# Questions on the material
a: In the article on Broken Arrow's tap water, what month was the test that showed increased levels of the two chemicals?
b: Write out the part of the Broken Arrow tap water article starting with "Should Broken Arrow" and going on through "one mom disagrees.".
c: Pick up the article on Broken Arrow's tap water after its final sentence and keep it going.

# Text passage
Should Broken Arrow residents be concerned about their tap water? The city says a recent test detected an increase in two cancer causing chemicals. However, the city of Broken Arrow says residents have nothing to worry about, but one mom disagrees.
Erika Dugan says she's done her homework, and she thinks the water in Broken Arrow has made her family sick. "We had a lot of abdominal problems, gastrointestinal, and respiratory problems," she told Tulsa's Channel 8. She says genetics may have played a role in their illnesses, but she says even their hamster Charles is sick. Dugan says he has tumors. She blames the water and says she had her home tested. She says results showed high levels of cancer causing chemicals in the water. The city's director of engineering says he's not familiar with Dugan's particular claims, but Kenneth Schwab says a test done in May showed an increased level of the two such chemicals, and the levels were over the limits set by the Environmental Protection Agency or EPA. However, he says you shouldn't be alarmed. "There's a risk and the risk is like one in 100,000, but it's over an extended continual use at a certain amount per day. I think the EPA establishes something like a 70 year interval that you're looking at."

# Raw data
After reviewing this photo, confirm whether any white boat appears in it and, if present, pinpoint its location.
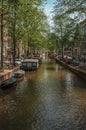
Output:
[20,59,39,71]
[12,70,25,78]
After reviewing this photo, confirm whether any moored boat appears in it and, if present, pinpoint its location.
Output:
[12,70,25,78]
[20,59,39,71]
[0,78,17,89]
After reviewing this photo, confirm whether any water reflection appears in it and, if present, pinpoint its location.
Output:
[0,60,86,130]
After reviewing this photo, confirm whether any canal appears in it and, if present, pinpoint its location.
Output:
[0,59,86,130]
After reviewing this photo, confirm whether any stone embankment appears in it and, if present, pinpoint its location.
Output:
[0,66,20,85]
[55,58,86,80]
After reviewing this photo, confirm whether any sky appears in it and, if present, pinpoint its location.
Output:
[45,0,56,25]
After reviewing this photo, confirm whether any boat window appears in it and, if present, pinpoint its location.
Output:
[32,62,37,67]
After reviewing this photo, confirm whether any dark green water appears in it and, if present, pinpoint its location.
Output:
[0,60,86,130]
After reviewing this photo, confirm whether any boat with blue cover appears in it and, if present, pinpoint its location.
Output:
[20,59,39,71]
[0,78,17,89]
[12,70,25,78]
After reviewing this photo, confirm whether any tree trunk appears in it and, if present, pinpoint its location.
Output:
[1,0,4,69]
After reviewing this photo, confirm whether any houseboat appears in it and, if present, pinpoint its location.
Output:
[0,78,17,89]
[20,59,39,71]
[12,70,25,78]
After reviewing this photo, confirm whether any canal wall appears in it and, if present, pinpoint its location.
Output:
[0,66,20,85]
[55,58,86,80]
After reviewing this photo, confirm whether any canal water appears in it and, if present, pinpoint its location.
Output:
[0,59,86,130]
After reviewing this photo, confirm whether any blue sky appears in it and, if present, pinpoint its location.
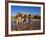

# Responses
a: May

b:
Should Broken Arrow residents be concerned about their tap water? The city says a recent test detected an increase in two cancer causing chemicals. However, the city of Broken Arrow says residents have nothing to worry about, but one mom disagrees.

c:
Schwab says they test quarterly and the EPA goes off an average of those tests. Plus, he says the city's supplier out of Pryor has changed it's methods for disinfecting the water which has helped. He also says a new plant under construction now will help lower levels of the chemicals in question.
Another round of testing will take place in November. In the meantime, Dugan is selling her house and says she's since gotten a water filtration system. While covering this story, Tulsa's Channel 8 met one of Dugan's neighbors who said she's lived in the area for 16 years and has never had any problems nor heard of any others because of the water.